*GIVEN TASK A*
Duplicate the passage of the navigational equipment section that runs from "The bridge of" down to "even greater significance.".
*GIVEN TASK B*
List the four types of navigational equipment named in the heading of the navigational equipment section.
*GIVEN TASK C*
Take the section on navigational equipment for large vessels further, beginning after its final sentence.

*TEXT SECTION*

····················

Section 2.5 Navigational Equipment: ECDIS, Radar, AIS, GMDSS – Specifics for Large Vessels

The bridge of a modern bulk carrier is a sophisticated command center, equipped with an array of electronic navigational aids designed to ensure the safe passage of the vessel across the oceans and through confined waters. While the fundamental principles of navigation remain timeless, the tools available to the Master and navigating officers have evolved dramatically. Understanding the capabilities, limitations, proper use, and maintenance of this equipment is paramount for safe navigation, collision avoidance, and regulatory compliance. For large vessels like bulk carriers, with their considerable momentum and often restricted maneuverability, the effective use of this equipment takes on even greater significance.

1. Electronic Chart Display and Information System (ECDIS):

ECDIS has largely replaced paper charts as the primary means of navigation on SOLAS-compliant vessels, including all bulk carriers. It integrates electronic navigational charts (ENCs) with real-time positioning information (primarily from GPS/GNSS) and other sensor data.

····················

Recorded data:
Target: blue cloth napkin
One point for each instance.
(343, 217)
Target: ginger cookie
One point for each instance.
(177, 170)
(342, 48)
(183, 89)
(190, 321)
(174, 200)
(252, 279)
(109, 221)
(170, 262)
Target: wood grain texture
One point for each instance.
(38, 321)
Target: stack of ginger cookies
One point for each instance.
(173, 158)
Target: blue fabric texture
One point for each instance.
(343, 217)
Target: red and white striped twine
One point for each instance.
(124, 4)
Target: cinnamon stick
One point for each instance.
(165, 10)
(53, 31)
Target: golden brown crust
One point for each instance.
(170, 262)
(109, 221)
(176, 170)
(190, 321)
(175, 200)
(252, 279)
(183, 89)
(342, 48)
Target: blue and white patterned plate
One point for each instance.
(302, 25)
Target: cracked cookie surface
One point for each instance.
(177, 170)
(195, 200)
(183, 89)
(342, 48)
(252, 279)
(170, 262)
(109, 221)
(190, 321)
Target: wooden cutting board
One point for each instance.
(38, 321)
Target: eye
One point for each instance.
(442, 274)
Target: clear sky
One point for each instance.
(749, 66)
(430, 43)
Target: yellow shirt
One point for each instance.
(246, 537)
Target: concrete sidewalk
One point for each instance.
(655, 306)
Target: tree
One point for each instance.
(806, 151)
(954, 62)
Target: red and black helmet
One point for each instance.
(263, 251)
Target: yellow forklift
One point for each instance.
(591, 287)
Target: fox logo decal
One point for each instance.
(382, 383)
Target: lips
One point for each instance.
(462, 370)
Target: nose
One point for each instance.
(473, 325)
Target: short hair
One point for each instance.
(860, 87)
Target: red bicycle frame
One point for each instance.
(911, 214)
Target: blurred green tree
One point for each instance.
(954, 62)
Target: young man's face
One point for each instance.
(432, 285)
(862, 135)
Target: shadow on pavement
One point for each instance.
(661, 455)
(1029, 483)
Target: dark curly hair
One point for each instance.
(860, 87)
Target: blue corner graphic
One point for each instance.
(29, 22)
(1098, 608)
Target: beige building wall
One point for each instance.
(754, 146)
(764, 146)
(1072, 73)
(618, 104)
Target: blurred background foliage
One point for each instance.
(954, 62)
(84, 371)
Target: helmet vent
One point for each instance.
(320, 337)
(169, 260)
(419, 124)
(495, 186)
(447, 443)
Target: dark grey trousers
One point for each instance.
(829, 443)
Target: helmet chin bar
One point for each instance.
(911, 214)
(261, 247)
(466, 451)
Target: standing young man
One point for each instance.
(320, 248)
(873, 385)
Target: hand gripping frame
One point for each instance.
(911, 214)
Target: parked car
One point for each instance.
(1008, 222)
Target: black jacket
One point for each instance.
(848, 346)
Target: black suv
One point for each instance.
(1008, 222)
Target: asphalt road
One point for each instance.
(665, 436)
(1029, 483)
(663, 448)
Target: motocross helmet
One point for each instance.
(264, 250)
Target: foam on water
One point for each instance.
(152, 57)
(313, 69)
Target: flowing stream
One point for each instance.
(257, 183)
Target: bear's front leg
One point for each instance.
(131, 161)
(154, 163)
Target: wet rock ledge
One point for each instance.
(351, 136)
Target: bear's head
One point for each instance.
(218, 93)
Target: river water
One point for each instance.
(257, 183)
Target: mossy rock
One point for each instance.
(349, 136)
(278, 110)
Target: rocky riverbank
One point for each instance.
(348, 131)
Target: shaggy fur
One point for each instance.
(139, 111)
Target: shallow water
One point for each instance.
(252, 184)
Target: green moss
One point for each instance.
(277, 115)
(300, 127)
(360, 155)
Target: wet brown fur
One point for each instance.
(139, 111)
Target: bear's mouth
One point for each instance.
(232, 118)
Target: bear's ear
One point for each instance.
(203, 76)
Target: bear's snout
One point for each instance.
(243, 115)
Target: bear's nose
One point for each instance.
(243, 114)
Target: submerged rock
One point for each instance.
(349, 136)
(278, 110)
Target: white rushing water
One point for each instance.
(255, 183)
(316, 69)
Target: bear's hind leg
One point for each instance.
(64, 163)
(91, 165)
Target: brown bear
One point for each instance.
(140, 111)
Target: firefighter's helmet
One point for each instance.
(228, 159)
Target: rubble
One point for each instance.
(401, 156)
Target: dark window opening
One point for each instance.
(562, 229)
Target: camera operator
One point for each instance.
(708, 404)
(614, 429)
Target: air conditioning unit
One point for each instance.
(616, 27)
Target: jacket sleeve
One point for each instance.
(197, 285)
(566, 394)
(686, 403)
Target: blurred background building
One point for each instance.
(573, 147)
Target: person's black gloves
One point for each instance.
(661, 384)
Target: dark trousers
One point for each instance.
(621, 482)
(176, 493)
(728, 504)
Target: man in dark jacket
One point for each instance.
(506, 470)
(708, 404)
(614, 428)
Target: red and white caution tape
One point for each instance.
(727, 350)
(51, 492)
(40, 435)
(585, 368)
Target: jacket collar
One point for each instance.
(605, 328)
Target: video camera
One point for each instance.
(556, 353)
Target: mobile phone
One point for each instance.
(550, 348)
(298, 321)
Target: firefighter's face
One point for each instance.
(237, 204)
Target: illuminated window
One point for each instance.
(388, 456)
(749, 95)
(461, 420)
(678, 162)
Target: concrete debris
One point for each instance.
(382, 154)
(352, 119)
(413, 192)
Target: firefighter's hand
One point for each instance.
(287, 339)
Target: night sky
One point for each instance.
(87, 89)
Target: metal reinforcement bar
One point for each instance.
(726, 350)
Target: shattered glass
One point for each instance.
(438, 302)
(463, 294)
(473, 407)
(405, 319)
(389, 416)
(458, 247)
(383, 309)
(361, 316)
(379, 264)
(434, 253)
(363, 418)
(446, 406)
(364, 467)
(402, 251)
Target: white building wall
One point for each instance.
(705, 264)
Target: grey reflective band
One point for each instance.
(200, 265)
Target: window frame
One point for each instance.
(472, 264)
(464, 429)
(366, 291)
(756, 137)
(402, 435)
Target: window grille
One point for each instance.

····················

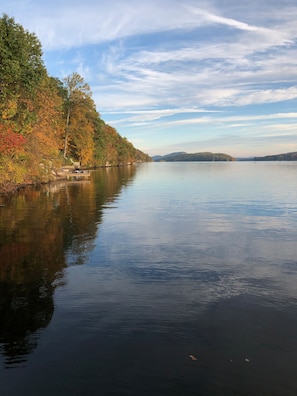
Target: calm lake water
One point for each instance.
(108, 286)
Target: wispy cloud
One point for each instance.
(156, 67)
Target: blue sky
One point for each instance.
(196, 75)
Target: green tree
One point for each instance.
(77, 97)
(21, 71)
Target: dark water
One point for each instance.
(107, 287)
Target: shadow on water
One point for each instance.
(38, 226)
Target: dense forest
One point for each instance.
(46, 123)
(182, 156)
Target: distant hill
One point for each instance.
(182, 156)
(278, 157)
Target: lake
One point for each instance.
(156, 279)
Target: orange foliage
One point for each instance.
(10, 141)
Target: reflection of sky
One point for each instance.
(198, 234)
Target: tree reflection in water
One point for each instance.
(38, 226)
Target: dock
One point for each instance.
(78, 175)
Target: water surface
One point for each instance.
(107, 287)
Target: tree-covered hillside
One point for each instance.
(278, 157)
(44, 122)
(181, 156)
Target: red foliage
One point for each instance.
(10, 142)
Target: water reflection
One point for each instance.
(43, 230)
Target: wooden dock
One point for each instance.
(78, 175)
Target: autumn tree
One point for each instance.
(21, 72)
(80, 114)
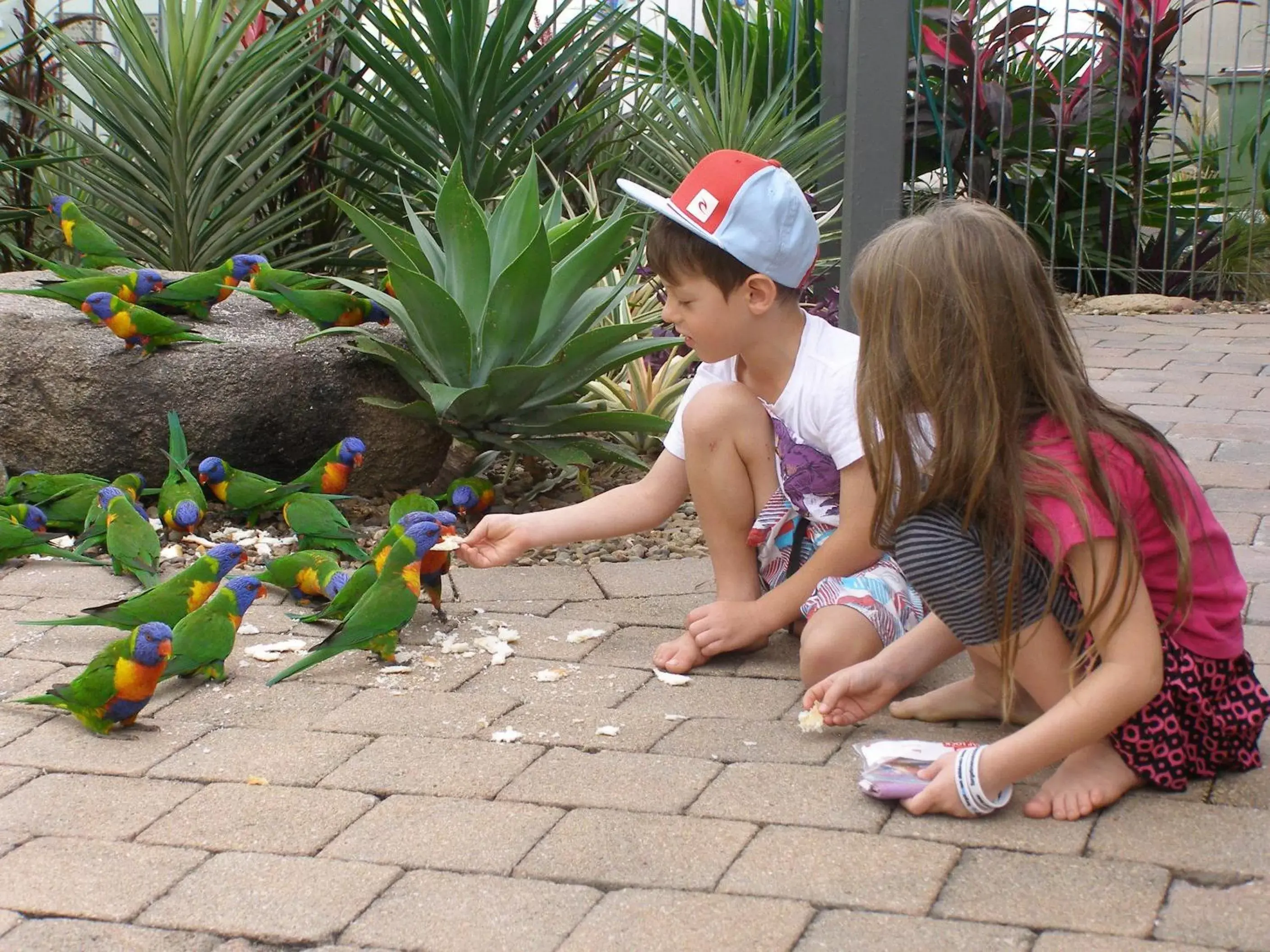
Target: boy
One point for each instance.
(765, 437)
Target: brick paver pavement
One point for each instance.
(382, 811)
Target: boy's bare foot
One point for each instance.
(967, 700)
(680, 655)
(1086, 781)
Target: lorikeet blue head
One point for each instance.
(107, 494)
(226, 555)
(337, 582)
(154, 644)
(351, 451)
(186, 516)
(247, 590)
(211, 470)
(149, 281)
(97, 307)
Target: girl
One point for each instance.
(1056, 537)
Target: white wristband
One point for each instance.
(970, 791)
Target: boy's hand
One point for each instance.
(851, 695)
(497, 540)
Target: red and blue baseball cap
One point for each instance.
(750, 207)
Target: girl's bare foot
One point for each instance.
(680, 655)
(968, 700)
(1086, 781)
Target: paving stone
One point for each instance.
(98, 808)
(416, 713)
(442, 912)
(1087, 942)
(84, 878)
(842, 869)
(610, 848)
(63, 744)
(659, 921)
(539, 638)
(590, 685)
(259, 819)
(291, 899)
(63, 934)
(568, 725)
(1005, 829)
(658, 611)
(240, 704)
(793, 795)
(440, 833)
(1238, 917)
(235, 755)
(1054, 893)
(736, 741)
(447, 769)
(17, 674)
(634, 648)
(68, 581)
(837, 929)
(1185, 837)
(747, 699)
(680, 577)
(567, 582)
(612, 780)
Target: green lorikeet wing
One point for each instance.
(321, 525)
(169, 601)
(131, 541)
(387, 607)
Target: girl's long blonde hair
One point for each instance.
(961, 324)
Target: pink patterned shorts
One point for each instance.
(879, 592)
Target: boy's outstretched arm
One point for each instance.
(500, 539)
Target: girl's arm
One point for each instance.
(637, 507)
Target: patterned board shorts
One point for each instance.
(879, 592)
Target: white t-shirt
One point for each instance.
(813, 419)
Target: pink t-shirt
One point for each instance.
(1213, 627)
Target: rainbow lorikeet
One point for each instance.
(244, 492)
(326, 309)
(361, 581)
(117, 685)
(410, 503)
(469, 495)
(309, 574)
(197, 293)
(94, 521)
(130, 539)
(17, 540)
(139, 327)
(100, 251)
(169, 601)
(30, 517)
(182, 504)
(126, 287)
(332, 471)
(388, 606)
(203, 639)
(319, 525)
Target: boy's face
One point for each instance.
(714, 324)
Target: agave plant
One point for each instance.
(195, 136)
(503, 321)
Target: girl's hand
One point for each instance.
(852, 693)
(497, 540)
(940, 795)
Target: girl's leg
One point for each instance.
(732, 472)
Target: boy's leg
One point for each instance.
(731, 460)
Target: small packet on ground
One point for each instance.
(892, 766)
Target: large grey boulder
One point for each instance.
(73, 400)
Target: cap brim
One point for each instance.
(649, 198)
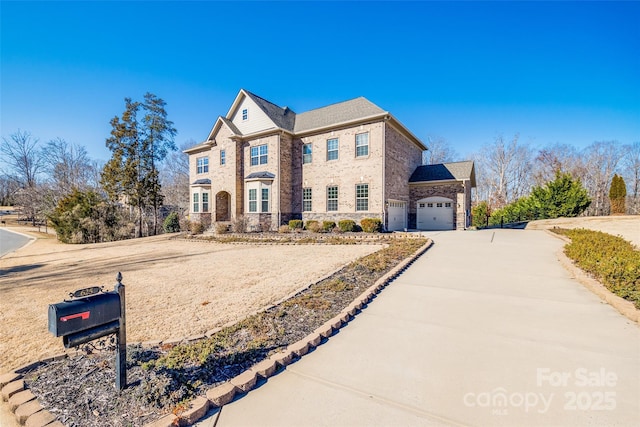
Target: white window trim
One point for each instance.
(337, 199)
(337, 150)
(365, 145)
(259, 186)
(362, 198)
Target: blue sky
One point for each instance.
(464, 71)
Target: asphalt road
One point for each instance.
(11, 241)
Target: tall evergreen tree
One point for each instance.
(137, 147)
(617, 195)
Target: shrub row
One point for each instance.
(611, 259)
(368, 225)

····················

*FINAL ANSWER A*
The bridge of a modern bulk carrier is a sophisticated command center, equipped with an array of electronic navigational aids designed to ensure the safe passage of the vessel across the oceans and through confined waters. While the fundamental principles of navigation remain timeless, the tools available to the Master and navigating officers have evolved dramatically. Understanding the capabilities, limitations, proper use, and maintenance of this equipment is paramount for safe navigation, collision avoidance, and regulatory compliance. For large vessels like bulk carriers, with their considerable momentum and often restricted maneuverability, the effective use of this equipment takes on even greater significance.

*FINAL ANSWER B*
ECDIS, Radar, AIS, GMDSS

*FINAL ANSWER C*
1. Core Functionality:
   1. Displays Electronic Navigational Charts (ENCs): Official vector charts produced by hydrographic offices, containing detailed hydrographic and navigational information.
   2. Real-time Ship’s Position Plotting: Continuously displays the vessel’s position, course, and speed on the chart.
   3. Route Planning and Monitoring: Allows for detailed route planning, including waypoints, cross-track distance (XTD) limits, safety contours, and danger highlighting. During the voyage, it monitors the vessel’s progress along the planned route and provides alarms for deviations or approaching dangers.
   4. Information Overlay: Can display information from other sensors, such as Radar/ARPA targets, AIS targets, echo sounder depths, and Navtex warnings.
   5. Safety Parameter Settings: Allows the navigating officer to set safety parameters like safety depth, safety contour, and look-ahead distances for anti-grounding alarms.
   6. Automatic Chart Updates: Official ENCs are updated regularly (weekly) with corrections (Notices to Mariners). ECDIS facilitates the application of these updates.
   7. Logbook Functions: Many systems have features for automatic or manual logging of voyage data.
2. Regulatory Requirements (SOLAS Chapter V):
   1. Mandates carriage of ECDIS for most large vessels, including bulk carriers, using official ENCs.
   2. Requires a suitable backup arrangement if ECDIS is the primary means of navigation (e.g., a second type-approved ECDIS, or an appropriate portfolio of paper charts as a last resort, though the latter is becoming less common as primary backup).
   3. Requires type-approved equipment and approved training for operators (generic ECDIS training and type-specific familiarization).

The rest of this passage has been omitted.